-- BEGIN Data for this task --
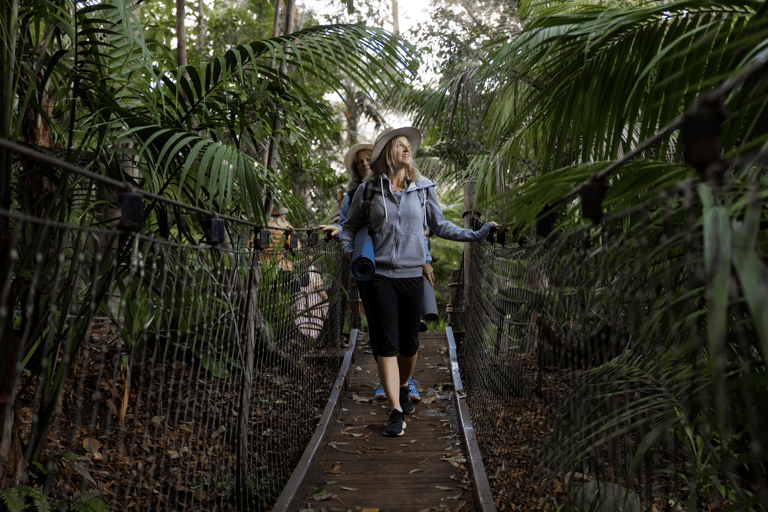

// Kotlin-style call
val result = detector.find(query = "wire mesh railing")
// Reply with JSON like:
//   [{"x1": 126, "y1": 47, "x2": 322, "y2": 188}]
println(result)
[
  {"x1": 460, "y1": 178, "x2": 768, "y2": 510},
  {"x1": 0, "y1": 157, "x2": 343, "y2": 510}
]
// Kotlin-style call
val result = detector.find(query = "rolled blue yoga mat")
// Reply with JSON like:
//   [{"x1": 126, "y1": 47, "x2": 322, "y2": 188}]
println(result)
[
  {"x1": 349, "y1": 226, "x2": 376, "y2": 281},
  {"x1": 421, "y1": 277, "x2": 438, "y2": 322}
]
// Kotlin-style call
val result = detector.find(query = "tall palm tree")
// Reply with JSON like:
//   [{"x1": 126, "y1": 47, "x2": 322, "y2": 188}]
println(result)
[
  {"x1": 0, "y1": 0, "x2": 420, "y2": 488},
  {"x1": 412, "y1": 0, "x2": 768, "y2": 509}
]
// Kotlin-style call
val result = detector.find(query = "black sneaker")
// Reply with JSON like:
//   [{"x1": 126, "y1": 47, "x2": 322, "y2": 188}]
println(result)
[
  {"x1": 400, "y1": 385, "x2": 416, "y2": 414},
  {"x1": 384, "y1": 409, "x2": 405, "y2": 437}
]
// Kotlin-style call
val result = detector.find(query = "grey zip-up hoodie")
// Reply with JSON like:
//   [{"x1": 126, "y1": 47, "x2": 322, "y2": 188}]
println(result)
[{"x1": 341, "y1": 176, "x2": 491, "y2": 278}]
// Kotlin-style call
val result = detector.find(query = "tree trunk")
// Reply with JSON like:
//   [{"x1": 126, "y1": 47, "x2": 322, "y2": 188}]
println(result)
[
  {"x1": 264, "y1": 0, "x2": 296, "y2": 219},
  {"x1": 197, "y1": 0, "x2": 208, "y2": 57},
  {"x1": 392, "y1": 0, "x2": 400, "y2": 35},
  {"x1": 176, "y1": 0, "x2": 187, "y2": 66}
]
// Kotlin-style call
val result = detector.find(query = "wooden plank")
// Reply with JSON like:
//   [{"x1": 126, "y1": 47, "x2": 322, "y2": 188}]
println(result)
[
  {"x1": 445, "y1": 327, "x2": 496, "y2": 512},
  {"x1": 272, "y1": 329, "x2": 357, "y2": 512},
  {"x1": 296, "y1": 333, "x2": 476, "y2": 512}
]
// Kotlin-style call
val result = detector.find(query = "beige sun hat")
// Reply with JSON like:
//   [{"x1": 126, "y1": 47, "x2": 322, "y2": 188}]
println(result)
-- END Data for this task --
*Instruction*. How many lines of the material above contain the string "tree"? Case counts. Reply with the number alone.

*Solution to the exercise*. 2